Using the records below, copy every line that holds the string "clicks".

(Material for this exercise Opens)

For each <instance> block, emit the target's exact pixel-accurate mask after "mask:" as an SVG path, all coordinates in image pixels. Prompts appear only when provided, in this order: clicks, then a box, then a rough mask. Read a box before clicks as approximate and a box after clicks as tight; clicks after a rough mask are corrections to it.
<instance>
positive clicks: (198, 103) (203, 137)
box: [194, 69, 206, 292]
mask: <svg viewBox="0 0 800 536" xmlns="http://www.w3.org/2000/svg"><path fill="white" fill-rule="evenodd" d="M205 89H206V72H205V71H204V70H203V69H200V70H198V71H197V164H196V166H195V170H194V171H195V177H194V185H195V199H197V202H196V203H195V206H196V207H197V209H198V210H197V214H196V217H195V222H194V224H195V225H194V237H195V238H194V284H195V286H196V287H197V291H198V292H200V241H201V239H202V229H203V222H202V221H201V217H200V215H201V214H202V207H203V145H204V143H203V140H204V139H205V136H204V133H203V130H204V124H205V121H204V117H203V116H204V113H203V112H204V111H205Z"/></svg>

(Material for this exercise Closes)

_Solution for this exercise:_
For each <instance> block, emit the target's exact pixel-accurate mask after "mask:" as an SVG path, all coordinates in image pixels. Prompts appear only when provided, in this order: clicks, then a box, then a rough mask. Read a box before clicks as approximate and a box after clicks as tight; clicks after a rough mask are corrections to it.
positive clicks: (198, 103) (203, 137)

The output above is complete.